— What to produce —
Beneath this task are records; print exactly the stretch of them from the line with "[(126, 571), (267, 195), (473, 456), (553, 572)]" through the line with "[(54, 328), (564, 23), (399, 250), (402, 243)]", both ends included.

— Data in this exercise —
*-*-*

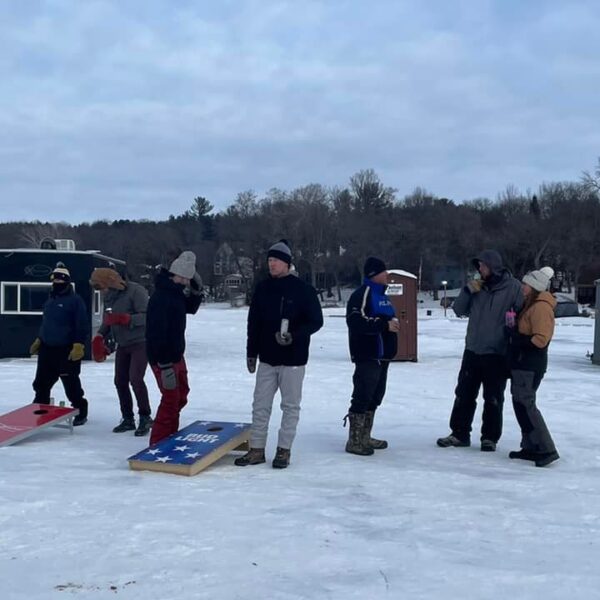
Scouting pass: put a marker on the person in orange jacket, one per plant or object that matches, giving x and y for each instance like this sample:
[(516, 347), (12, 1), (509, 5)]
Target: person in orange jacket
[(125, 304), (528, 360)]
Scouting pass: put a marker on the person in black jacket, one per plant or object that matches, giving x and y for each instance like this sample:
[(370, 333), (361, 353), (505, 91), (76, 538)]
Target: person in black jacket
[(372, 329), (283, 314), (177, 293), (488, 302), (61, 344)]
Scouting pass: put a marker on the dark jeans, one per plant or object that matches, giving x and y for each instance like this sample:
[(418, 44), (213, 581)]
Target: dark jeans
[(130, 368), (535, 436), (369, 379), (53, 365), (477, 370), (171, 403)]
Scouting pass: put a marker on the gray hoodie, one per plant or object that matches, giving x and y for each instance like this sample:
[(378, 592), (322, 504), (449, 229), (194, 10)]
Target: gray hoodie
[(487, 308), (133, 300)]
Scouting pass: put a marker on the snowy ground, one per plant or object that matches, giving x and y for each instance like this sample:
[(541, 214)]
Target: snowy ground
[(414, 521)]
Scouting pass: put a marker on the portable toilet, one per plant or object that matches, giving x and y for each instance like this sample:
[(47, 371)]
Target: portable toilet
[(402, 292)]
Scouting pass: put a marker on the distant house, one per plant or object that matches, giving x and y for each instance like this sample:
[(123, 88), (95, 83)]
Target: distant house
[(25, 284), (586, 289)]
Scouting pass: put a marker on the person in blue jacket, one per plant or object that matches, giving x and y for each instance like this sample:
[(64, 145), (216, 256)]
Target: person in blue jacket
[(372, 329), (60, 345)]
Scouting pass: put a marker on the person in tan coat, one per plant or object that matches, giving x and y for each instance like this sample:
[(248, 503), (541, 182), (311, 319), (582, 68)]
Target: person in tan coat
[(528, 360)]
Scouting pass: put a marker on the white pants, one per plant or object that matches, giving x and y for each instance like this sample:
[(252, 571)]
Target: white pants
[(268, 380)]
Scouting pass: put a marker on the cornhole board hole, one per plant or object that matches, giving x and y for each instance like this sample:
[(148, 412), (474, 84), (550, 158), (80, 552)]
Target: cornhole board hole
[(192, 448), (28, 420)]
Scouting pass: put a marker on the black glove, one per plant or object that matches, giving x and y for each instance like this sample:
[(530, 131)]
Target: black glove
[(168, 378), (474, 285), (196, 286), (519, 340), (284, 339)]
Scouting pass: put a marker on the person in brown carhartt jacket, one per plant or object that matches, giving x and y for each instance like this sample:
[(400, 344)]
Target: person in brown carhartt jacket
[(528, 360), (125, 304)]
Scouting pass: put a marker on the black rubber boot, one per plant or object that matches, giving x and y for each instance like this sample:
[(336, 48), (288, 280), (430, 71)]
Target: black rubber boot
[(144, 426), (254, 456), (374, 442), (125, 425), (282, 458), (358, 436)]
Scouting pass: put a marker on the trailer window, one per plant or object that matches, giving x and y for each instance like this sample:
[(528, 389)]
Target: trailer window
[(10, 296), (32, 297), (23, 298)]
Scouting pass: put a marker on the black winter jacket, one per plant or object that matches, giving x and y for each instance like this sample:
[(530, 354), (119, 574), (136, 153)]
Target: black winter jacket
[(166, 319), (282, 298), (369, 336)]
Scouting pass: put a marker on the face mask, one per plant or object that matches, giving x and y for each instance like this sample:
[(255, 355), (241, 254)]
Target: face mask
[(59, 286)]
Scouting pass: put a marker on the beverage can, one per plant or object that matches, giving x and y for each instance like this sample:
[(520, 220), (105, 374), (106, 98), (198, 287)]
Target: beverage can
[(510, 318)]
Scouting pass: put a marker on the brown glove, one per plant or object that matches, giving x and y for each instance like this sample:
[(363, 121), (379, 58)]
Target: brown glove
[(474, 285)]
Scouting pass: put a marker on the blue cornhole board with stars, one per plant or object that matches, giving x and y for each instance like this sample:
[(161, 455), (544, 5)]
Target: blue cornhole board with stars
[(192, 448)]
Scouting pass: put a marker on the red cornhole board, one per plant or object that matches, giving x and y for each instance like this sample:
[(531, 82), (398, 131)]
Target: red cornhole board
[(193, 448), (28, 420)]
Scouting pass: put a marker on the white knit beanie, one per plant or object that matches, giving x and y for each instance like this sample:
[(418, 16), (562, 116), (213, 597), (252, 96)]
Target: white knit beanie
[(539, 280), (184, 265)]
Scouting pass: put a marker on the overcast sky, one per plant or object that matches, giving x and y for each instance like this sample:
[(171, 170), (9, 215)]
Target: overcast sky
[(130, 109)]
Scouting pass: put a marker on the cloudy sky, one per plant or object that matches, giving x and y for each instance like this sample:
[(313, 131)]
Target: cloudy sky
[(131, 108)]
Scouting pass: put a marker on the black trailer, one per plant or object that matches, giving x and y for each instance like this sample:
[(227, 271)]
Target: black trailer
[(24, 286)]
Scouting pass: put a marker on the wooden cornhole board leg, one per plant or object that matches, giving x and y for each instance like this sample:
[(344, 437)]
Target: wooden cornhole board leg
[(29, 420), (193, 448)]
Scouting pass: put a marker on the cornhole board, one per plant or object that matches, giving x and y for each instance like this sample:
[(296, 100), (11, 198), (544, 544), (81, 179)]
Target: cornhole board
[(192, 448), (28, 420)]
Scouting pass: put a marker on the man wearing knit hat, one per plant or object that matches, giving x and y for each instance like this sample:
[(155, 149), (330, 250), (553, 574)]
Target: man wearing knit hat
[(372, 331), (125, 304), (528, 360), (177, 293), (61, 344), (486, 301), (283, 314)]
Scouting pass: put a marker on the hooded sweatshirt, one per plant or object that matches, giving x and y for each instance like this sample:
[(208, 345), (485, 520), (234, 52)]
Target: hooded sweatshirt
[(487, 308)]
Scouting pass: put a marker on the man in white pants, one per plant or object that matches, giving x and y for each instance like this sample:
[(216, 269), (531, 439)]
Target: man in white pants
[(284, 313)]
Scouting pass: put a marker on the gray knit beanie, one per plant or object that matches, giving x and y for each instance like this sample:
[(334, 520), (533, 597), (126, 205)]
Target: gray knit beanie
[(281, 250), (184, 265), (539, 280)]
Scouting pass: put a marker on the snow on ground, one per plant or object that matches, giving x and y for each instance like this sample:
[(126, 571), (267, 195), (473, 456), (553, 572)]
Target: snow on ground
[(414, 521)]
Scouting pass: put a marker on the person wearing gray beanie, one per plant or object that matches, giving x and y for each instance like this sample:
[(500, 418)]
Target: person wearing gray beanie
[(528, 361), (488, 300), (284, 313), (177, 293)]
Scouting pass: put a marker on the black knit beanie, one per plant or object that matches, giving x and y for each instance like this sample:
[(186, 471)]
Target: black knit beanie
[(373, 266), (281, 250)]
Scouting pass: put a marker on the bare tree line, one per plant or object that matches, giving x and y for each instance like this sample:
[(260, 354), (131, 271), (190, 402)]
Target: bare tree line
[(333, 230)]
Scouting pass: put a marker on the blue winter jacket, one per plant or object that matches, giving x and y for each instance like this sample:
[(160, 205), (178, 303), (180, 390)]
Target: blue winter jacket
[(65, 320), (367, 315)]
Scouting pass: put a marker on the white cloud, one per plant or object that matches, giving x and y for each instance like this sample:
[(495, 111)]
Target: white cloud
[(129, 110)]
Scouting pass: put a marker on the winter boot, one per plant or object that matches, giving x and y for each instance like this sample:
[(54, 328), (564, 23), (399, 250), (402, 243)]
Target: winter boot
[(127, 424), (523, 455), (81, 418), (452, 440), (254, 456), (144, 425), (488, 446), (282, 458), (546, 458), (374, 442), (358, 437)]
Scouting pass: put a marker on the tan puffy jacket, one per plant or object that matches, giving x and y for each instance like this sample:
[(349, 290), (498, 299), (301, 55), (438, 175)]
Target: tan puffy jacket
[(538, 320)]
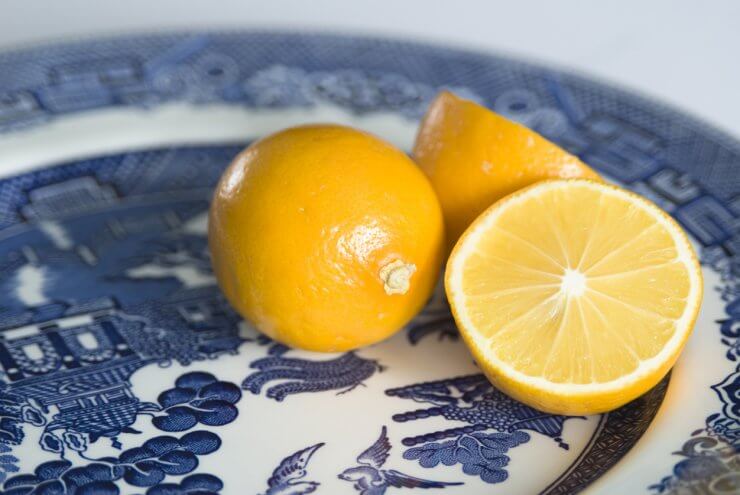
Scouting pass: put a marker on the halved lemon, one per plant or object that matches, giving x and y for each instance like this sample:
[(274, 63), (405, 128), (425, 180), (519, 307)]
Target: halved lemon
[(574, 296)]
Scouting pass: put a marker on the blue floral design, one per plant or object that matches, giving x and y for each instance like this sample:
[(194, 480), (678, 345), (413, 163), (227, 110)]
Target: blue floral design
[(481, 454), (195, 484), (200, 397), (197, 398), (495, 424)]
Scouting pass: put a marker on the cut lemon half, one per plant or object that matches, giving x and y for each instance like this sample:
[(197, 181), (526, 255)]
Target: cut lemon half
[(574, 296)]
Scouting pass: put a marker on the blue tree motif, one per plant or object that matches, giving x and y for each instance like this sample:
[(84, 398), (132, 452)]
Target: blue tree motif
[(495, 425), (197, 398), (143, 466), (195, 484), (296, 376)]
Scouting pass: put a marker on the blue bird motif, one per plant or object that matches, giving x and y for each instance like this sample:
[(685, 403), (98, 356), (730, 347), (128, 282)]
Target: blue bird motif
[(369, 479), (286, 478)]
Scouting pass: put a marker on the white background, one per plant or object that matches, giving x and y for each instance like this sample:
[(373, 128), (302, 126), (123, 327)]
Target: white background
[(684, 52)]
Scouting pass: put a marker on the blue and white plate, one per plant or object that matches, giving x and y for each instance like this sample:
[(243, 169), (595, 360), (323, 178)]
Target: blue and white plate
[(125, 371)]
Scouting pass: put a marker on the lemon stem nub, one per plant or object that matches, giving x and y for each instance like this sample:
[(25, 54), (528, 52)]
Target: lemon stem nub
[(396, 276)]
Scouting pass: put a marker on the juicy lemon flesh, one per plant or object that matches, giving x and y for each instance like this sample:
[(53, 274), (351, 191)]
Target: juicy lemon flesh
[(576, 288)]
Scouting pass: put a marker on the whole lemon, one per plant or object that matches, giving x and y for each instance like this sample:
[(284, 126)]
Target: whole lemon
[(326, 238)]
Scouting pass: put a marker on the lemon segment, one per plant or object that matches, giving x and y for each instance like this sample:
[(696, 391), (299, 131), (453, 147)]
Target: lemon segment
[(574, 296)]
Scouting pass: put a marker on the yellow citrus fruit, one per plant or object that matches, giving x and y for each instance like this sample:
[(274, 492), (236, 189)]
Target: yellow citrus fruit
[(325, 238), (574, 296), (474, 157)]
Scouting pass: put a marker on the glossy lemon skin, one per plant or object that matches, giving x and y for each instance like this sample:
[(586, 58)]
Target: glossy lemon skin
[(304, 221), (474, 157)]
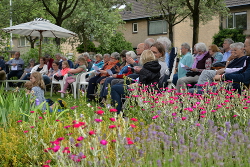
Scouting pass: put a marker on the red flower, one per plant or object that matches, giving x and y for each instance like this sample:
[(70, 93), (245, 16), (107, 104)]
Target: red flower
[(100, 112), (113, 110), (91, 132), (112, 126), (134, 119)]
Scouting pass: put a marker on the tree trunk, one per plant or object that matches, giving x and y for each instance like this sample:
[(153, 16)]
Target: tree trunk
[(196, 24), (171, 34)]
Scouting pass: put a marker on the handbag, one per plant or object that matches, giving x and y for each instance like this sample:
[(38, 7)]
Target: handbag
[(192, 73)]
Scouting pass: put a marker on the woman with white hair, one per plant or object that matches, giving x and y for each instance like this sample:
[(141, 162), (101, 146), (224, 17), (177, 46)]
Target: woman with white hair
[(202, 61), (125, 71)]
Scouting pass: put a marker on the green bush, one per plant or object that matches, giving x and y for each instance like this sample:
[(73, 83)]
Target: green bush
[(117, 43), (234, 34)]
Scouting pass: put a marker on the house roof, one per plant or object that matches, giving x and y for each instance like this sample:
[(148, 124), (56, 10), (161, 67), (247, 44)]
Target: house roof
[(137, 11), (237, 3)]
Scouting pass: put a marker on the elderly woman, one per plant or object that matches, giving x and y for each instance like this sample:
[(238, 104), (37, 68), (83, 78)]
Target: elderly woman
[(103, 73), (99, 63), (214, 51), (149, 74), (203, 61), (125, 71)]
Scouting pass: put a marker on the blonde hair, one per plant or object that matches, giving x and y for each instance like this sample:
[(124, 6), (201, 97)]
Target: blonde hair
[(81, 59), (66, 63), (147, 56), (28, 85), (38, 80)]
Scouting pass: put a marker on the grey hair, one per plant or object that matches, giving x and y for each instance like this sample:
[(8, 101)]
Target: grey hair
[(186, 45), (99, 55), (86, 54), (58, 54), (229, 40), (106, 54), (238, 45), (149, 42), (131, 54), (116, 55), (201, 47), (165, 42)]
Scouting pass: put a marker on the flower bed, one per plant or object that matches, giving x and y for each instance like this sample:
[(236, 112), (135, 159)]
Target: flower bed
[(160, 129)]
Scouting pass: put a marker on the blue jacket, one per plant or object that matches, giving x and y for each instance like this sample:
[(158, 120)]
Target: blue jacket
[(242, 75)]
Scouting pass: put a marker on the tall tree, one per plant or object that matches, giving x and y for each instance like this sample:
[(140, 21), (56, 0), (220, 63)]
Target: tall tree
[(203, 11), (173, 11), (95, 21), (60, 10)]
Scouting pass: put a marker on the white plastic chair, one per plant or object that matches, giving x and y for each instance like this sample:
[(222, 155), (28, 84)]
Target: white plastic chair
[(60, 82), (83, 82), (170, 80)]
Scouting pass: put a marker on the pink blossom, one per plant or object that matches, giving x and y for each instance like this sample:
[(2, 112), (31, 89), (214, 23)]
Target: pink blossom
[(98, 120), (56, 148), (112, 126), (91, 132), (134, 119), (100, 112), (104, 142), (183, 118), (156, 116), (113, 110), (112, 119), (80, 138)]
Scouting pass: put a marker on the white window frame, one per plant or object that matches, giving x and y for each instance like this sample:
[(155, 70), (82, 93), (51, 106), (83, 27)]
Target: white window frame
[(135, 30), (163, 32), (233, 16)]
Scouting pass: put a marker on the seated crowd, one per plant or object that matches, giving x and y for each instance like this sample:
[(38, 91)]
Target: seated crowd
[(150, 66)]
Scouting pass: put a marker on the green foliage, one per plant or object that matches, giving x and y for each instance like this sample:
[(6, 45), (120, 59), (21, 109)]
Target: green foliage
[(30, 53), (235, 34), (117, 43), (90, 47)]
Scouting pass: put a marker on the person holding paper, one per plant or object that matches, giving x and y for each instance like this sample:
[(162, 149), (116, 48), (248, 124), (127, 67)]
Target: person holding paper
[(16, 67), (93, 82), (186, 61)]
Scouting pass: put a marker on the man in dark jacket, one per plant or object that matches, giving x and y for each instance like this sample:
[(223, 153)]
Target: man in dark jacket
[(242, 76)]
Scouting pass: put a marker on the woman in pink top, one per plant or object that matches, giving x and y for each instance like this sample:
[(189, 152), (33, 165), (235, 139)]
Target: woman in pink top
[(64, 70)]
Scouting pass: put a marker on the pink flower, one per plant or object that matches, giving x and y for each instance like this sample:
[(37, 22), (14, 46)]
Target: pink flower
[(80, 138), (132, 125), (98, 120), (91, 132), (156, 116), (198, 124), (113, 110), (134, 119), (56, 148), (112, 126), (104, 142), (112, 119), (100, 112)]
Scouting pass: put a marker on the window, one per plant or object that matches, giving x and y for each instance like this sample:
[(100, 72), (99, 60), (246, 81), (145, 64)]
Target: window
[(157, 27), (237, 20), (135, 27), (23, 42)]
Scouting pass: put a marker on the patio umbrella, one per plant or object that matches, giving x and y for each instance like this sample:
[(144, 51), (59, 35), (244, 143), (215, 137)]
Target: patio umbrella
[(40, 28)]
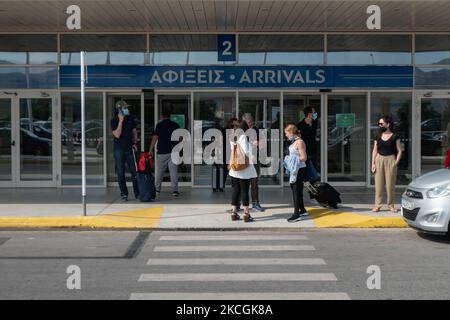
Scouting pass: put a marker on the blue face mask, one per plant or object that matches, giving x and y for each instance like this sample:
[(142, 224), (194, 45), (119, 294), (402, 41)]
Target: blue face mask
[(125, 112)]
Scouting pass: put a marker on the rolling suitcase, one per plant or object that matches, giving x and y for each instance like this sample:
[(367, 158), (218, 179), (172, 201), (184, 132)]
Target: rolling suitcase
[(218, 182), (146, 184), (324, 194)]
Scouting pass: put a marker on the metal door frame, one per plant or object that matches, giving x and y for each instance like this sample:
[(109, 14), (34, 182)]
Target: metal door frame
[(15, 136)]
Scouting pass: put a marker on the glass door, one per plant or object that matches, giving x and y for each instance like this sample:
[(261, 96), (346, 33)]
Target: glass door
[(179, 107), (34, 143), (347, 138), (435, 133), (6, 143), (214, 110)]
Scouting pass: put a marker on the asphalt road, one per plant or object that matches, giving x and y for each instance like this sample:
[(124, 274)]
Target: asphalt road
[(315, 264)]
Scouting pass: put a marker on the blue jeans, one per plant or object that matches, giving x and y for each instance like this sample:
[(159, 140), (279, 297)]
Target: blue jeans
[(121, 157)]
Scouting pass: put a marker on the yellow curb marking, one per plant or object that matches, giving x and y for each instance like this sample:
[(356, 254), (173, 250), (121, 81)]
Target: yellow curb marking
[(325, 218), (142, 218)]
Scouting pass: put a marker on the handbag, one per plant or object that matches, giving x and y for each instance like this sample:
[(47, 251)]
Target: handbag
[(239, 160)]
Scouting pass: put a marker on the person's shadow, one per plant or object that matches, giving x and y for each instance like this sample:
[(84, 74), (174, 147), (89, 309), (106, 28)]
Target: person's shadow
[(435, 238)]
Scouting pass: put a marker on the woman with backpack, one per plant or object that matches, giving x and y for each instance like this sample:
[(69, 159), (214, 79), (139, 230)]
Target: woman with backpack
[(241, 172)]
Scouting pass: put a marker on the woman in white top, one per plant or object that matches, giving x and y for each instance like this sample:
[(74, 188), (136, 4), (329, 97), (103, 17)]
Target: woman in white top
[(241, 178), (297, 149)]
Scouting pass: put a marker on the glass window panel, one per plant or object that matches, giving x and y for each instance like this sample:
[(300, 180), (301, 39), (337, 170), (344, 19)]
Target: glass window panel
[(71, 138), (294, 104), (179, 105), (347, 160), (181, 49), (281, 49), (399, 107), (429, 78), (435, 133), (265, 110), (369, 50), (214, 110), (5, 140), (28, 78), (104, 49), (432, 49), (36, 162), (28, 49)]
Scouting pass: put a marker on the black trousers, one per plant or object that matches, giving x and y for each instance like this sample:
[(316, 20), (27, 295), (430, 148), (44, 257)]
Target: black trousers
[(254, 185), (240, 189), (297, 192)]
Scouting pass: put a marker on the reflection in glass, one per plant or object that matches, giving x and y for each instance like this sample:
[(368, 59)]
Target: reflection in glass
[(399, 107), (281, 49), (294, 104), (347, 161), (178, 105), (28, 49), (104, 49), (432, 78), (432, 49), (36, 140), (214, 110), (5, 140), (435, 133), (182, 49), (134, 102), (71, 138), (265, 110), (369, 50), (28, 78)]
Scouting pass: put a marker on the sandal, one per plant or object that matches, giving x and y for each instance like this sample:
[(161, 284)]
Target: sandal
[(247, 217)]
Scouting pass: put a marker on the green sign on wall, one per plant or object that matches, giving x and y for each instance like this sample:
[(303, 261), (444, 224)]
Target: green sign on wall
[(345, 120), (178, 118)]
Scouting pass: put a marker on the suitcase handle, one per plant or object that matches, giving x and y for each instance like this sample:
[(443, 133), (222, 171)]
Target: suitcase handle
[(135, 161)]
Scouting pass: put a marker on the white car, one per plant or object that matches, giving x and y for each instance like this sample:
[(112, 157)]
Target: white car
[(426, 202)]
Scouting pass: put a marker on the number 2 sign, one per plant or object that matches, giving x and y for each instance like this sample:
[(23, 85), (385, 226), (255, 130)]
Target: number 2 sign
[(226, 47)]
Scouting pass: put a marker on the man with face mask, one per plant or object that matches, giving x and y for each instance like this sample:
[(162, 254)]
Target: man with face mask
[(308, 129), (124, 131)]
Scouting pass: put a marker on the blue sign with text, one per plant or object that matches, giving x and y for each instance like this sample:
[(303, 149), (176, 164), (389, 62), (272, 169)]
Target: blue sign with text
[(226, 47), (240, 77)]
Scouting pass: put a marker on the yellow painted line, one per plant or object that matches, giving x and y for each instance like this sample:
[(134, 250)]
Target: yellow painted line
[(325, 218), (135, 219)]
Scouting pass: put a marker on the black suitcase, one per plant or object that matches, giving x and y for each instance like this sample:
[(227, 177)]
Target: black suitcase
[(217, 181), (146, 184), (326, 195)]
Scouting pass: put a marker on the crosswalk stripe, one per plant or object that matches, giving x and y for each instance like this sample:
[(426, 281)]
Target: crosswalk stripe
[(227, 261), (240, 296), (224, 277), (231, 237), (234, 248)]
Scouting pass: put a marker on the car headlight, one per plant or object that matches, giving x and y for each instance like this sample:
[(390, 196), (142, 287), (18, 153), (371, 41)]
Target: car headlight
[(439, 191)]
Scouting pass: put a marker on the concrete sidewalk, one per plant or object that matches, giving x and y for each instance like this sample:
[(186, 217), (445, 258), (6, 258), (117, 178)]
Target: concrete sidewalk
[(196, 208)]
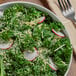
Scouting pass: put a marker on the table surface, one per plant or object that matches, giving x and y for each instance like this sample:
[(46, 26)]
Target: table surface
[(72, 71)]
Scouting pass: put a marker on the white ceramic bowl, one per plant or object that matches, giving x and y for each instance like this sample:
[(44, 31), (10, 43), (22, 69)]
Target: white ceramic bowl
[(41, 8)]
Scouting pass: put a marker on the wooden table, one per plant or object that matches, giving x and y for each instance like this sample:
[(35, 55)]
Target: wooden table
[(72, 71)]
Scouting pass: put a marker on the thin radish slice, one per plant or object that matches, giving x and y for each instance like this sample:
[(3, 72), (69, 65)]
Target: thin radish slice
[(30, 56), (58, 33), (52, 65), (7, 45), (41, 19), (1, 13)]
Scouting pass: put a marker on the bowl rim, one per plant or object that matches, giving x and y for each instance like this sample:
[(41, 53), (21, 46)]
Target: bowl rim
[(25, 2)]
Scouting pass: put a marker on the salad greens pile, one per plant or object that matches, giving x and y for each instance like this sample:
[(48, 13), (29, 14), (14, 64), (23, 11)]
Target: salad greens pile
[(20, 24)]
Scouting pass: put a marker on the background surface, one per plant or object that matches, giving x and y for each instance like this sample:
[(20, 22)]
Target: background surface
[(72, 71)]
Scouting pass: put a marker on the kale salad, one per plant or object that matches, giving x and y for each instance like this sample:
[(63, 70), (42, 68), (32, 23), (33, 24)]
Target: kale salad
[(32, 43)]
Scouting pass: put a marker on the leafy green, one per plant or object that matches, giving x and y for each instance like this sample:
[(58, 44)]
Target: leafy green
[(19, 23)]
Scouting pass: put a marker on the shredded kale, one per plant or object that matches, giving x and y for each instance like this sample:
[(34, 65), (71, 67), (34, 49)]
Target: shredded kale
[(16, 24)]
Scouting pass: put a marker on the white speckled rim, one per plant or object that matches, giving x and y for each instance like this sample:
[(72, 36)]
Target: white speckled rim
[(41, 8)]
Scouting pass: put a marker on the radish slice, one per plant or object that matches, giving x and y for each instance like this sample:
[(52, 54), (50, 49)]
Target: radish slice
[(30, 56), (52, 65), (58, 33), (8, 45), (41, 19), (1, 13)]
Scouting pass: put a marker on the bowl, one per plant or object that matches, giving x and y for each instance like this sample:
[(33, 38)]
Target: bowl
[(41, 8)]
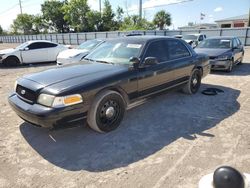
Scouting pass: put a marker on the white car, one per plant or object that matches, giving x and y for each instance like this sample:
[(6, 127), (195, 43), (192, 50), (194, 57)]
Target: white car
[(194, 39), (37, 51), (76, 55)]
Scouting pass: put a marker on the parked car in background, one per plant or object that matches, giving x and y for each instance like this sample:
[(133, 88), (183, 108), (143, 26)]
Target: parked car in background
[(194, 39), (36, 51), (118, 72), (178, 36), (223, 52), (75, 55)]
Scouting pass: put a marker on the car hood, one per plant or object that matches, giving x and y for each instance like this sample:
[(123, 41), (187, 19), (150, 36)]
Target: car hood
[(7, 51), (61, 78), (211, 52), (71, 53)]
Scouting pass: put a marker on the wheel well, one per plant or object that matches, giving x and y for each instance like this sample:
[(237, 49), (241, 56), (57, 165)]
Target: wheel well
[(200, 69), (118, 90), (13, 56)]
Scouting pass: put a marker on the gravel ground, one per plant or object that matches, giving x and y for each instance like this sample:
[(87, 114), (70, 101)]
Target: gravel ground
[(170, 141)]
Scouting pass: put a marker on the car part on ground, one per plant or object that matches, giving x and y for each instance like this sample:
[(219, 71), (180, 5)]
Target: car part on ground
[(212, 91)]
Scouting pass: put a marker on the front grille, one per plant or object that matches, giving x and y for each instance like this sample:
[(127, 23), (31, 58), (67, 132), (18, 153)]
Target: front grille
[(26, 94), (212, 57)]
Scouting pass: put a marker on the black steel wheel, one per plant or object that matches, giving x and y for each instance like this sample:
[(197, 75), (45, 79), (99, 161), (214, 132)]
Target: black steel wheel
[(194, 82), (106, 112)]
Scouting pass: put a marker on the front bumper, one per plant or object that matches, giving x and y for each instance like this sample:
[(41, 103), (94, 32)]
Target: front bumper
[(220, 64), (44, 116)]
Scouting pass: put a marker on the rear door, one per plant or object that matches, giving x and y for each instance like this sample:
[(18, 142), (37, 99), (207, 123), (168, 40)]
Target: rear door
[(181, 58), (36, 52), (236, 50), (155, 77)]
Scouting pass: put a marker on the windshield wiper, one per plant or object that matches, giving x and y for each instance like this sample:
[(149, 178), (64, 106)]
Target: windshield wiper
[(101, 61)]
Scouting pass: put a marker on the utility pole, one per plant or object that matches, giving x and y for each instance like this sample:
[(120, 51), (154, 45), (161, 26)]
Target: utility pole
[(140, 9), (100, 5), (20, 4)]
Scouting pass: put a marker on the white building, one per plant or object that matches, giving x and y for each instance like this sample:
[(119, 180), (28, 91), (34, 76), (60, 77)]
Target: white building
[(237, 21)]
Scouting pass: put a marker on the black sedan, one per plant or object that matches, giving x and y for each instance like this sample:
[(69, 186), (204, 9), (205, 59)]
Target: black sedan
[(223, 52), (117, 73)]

*-*-*

— Response —
[(126, 571), (267, 195), (473, 456), (553, 572)]
Target: snow on ground
[(414, 521)]
Scouting pass: put a marker on the person wearing gray beanie, one per plant or object that matches, giving x and y for each instance like this sample:
[(500, 418)]
Target: person wearing gray beanie
[(528, 361), (488, 300), (284, 313), (177, 293)]
Scouting pass: put a marker on the black knit beanie, one per plant or object that matches, giving x and y for each instance like this sample:
[(186, 471)]
Target: black knit beanie
[(373, 266), (281, 250)]
Scouting pass: put a marker on the bare tree line, one per plant or object that matches, giving x and y for each instance like this sample:
[(260, 354), (131, 271), (190, 402)]
Target: bare tree line
[(333, 230)]
Scouting pass: put a marker on the blue winter jacket, one per plant or object that matches, giving x and y for each instance like this sample:
[(160, 205), (178, 303), (180, 390)]
Target: blue winter jacket
[(65, 320), (367, 315)]
Scouting pass: put a marker on the white cloud, one per plant or object that matches, giving x and y for each instance like this sample:
[(495, 111)]
Target: white cloud
[(129, 110)]
Scouting pass: put a marker on the winter boot, one per plant or object that matches, giving x and y for each instance like this sample:
[(54, 328), (564, 23), (399, 250), (402, 243)]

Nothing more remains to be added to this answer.